* **Excerpted text**
British shoe and accessories designer (born 1985)

Sophia Grace Webster (born 18 March 1985) is a British shoe and accessories designer who launched her eponymous footwear line in September 2012. She is renowned for a feminine, bold yet playful design approach which has led to distribution at over 200 retailers worldwide.

As a teenager, Webster was a competitive dancer. She attended The Rochester Grammar School before going on to study art and sculpture at Camberwell College of Arts in London. Realising she wanted to create shoes, Webster went on to Cordwainers' College at the London College of Fashion, and then studied for her MA at Royal College of Art. Afterwards she worked as an apprentice with Nicholas Kirkwood before setting out on her own. Footwear News named Webster the "Emerging Footwear Designer of the Year" of 2013, and she also appeared on The Times 2013 New Power List as someone to watch. In 2014, Marie Claire named Webster as one of 7 designers who represented the future of British fashion.

In 2013, Sophia Webster was awarded the British Fashion Award for Emerging Accessories Designer.

Webster's shoes were selected as part of the Dress of the Year ensemble for 2013 at the Fashion Museum, Bath. Chosen by the fashion blogger Susanna Lau, the pink-and-black sandals with stiletto heels accompanied a Christopher Kane dress and hat by Nasir Mazhar.

In June 2015 Webster's Riri shoe went on display at the Victoria & Albert Museum as part of their 'Shoes: Pleasure and Pain' exhibition.

In March 2016, Sophia Webster was the recipient of the BFC Vogue Fashion Fund award. The fund helps support emerging British designers with financial support as well as mentoring from industry experts. In May later that year she opened her first official store on Mount Street Mews in Mayfair. As of September 2016, Sophia Webster products were available through over 200 retailers around the world. In June 2018, Sophia Webster opened her second boutique in Chelsea, London.

* **Collected data**
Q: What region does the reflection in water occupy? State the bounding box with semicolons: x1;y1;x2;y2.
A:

* **Instructions to follow**
Set down the part of the text on Sophia Webster starting with "Sophia Grace Webster" and going on through "200 retailers worldwide.", copying it word for word.

* **Exercise solution**
Sophia Grace Webster (born 18 March 1985) is a British shoe and accessories designer who launched her eponymous footwear line in September 2012. She is renowned for a feminine, bold yet playful design approach which has led to distribution at over 200 retailers worldwide.